(OBJECTIVE): Replace every "pixel coordinates" in the data below with "image coordinates", keeping everything else unchanged.

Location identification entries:
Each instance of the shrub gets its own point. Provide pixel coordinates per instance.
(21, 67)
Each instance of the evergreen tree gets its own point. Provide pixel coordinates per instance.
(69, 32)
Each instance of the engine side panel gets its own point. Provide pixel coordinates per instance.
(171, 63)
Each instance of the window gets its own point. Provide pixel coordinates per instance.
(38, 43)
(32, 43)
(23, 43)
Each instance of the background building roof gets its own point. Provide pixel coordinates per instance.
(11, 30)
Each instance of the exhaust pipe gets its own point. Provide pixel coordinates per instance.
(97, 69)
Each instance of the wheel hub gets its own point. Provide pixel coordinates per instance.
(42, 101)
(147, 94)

(WRITTEN ANSWER):
Each instance of the shrub gets its own point. Provide image coordinates per instance.
(21, 67)
Each instance of the evergreen tree gets its own point. Provide image coordinates per instance.
(69, 32)
Each instance of the engine side panel gets its own point. Provide image coordinates per instance.
(171, 63)
Each instance of the window gets its own point. Provide image coordinates per instance.
(38, 43)
(32, 43)
(23, 43)
Each instance of the background building roof gets its own point. Provide image coordinates per instance.
(11, 30)
Each instance of the exhaust pipe gets its own point. Provide image coordinates per instance.
(97, 69)
Each instance of the wheel hub gets its own point. Provide image coordinates per instance.
(42, 101)
(147, 94)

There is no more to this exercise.